* _DIRECTIONS_
I would like every record printed again, exactly as shown.

Referring expression data

----

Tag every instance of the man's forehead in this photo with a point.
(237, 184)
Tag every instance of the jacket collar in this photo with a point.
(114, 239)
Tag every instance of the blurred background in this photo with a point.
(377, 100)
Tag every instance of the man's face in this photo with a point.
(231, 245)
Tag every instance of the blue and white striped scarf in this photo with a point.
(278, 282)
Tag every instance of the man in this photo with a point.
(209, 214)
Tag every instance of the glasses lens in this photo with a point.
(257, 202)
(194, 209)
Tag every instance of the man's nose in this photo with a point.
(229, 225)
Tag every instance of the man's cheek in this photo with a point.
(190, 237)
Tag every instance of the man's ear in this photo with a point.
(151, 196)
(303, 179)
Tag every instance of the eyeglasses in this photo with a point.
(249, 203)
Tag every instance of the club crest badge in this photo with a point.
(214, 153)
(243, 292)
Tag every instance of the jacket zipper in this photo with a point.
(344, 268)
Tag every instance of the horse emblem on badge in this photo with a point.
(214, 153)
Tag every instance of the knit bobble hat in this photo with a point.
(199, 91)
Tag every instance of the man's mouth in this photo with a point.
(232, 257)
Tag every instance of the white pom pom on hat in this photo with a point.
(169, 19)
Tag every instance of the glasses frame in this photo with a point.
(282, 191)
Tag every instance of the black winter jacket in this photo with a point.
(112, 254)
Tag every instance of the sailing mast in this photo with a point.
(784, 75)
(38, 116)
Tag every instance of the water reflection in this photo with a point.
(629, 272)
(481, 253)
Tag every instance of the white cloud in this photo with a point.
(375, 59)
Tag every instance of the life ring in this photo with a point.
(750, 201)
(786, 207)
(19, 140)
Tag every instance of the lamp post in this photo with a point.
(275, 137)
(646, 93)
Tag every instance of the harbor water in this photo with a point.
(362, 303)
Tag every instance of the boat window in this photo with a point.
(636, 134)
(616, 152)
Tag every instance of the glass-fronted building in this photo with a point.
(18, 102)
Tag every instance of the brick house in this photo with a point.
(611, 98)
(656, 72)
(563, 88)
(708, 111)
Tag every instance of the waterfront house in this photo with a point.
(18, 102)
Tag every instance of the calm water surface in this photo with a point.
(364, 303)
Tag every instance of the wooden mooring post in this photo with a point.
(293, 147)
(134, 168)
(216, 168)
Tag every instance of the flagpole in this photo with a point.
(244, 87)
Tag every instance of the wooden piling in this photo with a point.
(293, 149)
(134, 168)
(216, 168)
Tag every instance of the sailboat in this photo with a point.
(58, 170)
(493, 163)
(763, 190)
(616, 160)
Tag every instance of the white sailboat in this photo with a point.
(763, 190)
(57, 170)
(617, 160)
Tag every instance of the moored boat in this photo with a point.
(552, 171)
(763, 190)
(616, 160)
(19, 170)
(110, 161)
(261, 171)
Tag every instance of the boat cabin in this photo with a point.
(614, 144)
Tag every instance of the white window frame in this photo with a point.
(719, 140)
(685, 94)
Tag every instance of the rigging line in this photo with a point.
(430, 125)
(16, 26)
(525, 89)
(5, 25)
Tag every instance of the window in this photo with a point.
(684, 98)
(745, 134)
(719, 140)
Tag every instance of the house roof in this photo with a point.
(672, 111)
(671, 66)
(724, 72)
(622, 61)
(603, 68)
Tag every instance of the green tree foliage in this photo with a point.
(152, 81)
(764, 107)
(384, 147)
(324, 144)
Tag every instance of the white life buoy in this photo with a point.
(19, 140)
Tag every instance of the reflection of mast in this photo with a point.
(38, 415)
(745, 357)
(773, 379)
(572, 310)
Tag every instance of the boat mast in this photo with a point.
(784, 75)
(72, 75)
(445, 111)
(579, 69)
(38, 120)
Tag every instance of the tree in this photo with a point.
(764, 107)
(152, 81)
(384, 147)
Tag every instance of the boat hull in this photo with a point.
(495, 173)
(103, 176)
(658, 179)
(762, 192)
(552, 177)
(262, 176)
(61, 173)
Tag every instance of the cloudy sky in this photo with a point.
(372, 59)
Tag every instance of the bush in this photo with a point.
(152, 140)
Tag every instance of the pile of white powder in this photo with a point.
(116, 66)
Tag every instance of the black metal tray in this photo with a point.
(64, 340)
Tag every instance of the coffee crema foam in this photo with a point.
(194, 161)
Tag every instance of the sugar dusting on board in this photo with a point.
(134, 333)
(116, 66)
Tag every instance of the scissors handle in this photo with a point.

----

* _ANSWER SPACE_
Tag every instance of the man's forehead in this photo with a point.
(237, 184)
Tag every instance of the jacket collar in this photo with a point.
(114, 239)
Tag every instance of the blurred background in this photo with a point.
(377, 100)
Tag every instance of the man's face in this photo with a point.
(231, 245)
Tag every instance of the blue and white striped scarf in this photo with a point.
(278, 282)
Tag every instance of the man in this photo with a point.
(209, 214)
Tag every instance of the glasses lens in this photo with a point.
(257, 202)
(194, 209)
Tag every instance of the man's nose in this photo with a point.
(229, 225)
Tag every instance of the man's cheek in this photo with a point.
(190, 237)
Tag every instance of the man's ear in this photo with a point.
(151, 196)
(303, 179)
Tag every instance of the eyeglasses in this photo with a point.
(249, 203)
Tag every instance of the club crest badge in this photo with a point.
(214, 153)
(243, 292)
Tag every instance of the jacket zipper in this photo with a point.
(344, 268)
Tag every instance of the horse emblem on badge in this photo with a point.
(214, 153)
Tag every instance of the knit bobble hat in this photo with a point.
(199, 91)
Tag every instance of the man's mouth in this photo with a point.
(232, 257)
Tag every instance of the white pom pom on hat in this photo with a point.
(169, 19)
Tag every instance of the glasses frame in this photo with a point.
(282, 191)
Tag every instance of the black winter jacket in this photo with a point.
(112, 254)
Tag every instance of the sailing mast in this photo with a point.
(784, 75)
(38, 116)
Tag every instance of the water reflection in this photo with a point.
(629, 272)
(481, 253)
Tag every instance of the white cloud in this photo with a point.
(375, 59)
Tag every instance of the life ring in this photo with a point.
(750, 201)
(786, 207)
(19, 140)
Tag every instance of the lamp post in this photo with a point.
(275, 137)
(646, 93)
Tag every instance of the harbor water in this photo with a point.
(362, 303)
Tag every instance of the boat window in this photo with a point.
(636, 134)
(616, 152)
Tag every instance of the glass-fronted building in this photo with a point.
(18, 102)
Tag every instance of the brick house in this photo with a point.
(611, 98)
(656, 72)
(563, 88)
(708, 111)
Tag every instance of the waterfront house in this photo with a point.
(18, 102)
Tag every instance of the calm water surface in this photo with a point.
(364, 303)
Tag every instance of the wooden mooring post in this photo with a point.
(293, 147)
(134, 168)
(216, 168)
Tag every instance of the flagpole in this photo with a point.
(244, 87)
Tag every instance of the wooden piling in this photo with a point.
(293, 149)
(134, 168)
(216, 168)
Tag every instance of the sailboat in this photo with a point.
(58, 170)
(493, 163)
(763, 190)
(616, 160)
Tag every instance of the white sailboat in this photo with a point.
(763, 190)
(57, 170)
(617, 160)
Tag every instance of the moored boat in this photo with a point.
(552, 171)
(763, 190)
(616, 160)
(19, 170)
(110, 161)
(261, 171)
Tag every instance of the boat cabin in this photo with a point.
(614, 144)
Tag every instance of the white window frame in this photo with a point.
(719, 140)
(685, 94)
Tag every instance of the rigging line in this photo with a point.
(430, 125)
(16, 26)
(525, 89)
(5, 25)
Tag every instance of the window in this photo with a point.
(684, 98)
(745, 134)
(719, 140)
Tag every instance of the house roof in this photo with a point.
(672, 111)
(671, 66)
(724, 72)
(622, 61)
(603, 68)
Tag every instance of the green tree foliage in this photo with a point.
(152, 81)
(764, 107)
(384, 147)
(324, 144)
Tag every instance of the white life buoy in this photo with a point.
(19, 140)
Tag every instance of the reflection of mast in this photo with a point.
(38, 415)
(745, 357)
(773, 379)
(572, 310)
Tag every instance of the boat mast in this photo with a point.
(784, 75)
(72, 75)
(445, 111)
(579, 69)
(38, 120)
Tag every instance of the tree in this photo with a point.
(764, 107)
(152, 81)
(384, 147)
Tag every instance of the boat hull in this photo with a point.
(495, 173)
(103, 176)
(658, 179)
(762, 192)
(552, 177)
(262, 176)
(61, 173)
Tag every instance of the cloudy sky in this photo with a point.
(372, 59)
Tag every instance of the bush in this photo with a point.
(152, 140)
Tag every instance of the pile of white powder in this photo with a point.
(116, 66)
Tag every instance of the black metal tray in this photo with a point.
(64, 340)
Tag every instance of the coffee crema foam in this photo with a point.
(194, 161)
Tag every instance of the sugar dusting on board in this photo with a point.
(134, 333)
(116, 66)
Tag every instance of the scissors handle in this photo with a point.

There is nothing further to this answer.